■ Werkinstructies ■
Schrijf uit de tekst over Vestdijk het stuk van "De lijkwade van" tot en met "in Vestdijks betoog." letterlijk over.

■ Leestekst ■
= = = =
De lijkwade van een dode God

In zijn boek De toekomst der religie schetste Vestdijk meerdere scenario’s, waarbij hij uitging van een langetermijnperspectief voor de westerse cultuur als een ‘proces van toenemende desintegratie van gevoel en verstand’. Een proces waaraan het christendom zelf – samen met de latere ontwikkeling van de wetenschap – veel heeft bijgedragen. ‘Integratie’ en ‘desintegratie’ vormen de sleutelwoorden in Vestdijks betoog.

Bij de uitwerking van de verschillende toekomstscenario’s maakte hij dankbaar gebruik van de ideaaltypen uit de vooroorlogs karakterpsychologie die voornamelijk gebaseerd was op ideeën van Jung en Jaentsch. Zo verwachtte Vestdijk dat het ‘gedesintegreerde, metafysische menstype’ in de toekomst verdrongen zou worden door het meer ‘geïntegreerde, sociale type’. Daarbij had hij een socialistisch idealisme voor ogen dat voor de gedachte aan ‘de volmaakte mens’ geen opperwezen nodig heeft, maar dit in wezen religieuze idee als een op aarde te realiseren of na te streven ideaal beschouwt, maar een mens blijft een mens en een god blijft een god.

Als het christendom op langere termijn geen overlevingskansen heeft en ook het socialisme zo zijn gebreken kent, wat is er dan nog wel voor de religie weggelegd? Hoeveel metafysische projectie laat zich binnensmokkelen in een sociale oplossing? Tot hoeveel sociale werkzaamheid is een geïnstitutionaliseerde religie in staat? De integrerende werking van het christendom vormde volgens Vestdijk vooralsnog een waarborg voor het uitblijven van al te radicale en totalitaire ontwikkelingen. Maar de dagen voor de monotheïstische god-projectie waren geteld.

Vestdijk was een religieus mens maar hij zocht naar een manier om tot een religieus bewustzijn te komen buiten de kerk of dogma’s om. De nieuwe God moest in de mens zelf geboren worden, vanuit de goddelijk vonk in de menselijke ziel. Maar was dat nog wel een God? Het meest wenselijke scenario was de uiteindelijke overleving van de religie in een van haar alleroudste vormen: de mystiek. Op lange termijn zag hij nog slechts één mogelijke toekomst van de religie voor zich, een religie waarin – zoals Fokke Sierksma later schreef – ‘alle mensen Meister Eckart’s zullen zijn.
= = = =
■ Getoonde gegevens ■

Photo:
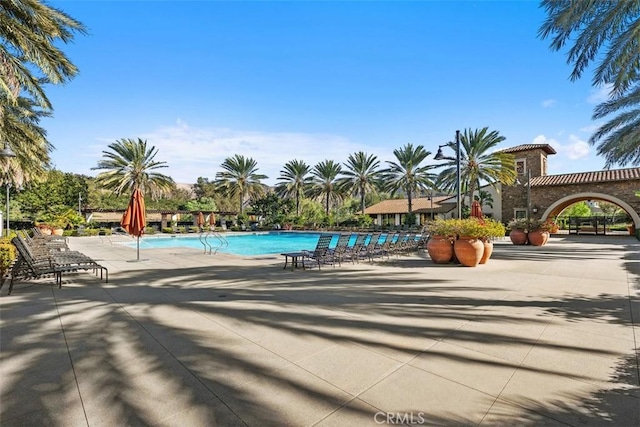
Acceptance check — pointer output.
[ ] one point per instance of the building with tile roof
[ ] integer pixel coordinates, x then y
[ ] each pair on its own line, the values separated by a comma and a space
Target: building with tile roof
535, 194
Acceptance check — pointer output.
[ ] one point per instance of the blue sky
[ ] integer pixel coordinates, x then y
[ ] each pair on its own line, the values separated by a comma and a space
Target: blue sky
278, 81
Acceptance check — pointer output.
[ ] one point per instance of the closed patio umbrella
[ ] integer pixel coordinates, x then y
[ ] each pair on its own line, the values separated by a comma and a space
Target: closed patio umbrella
134, 218
200, 220
476, 210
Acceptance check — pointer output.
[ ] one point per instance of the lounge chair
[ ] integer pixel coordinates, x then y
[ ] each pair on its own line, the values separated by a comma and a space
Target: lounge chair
372, 248
341, 248
37, 260
321, 254
354, 252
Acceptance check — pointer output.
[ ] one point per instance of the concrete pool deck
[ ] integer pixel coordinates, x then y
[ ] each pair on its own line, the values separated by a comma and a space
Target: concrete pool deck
538, 336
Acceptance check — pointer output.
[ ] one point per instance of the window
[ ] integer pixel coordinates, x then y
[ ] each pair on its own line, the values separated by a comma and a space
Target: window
519, 213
= = = =
■ Antwoord ■
De lijkwade van een dode God

In zijn boek De toekomst der religie schetste Vestdijk meerdere scenario’s, waarbij hij uitging van een langetermijnperspectief voor de westerse cultuur als een ‘proces van toenemende desintegratie van gevoel en verstand’. Een proces waaraan het christendom zelf – samen met de latere ontwikkeling van de wetenschap – veel heeft bijgedragen. ‘Integratie’ en ‘desintegratie’ vormen de sleutelwoorden in Vestdijks betoog.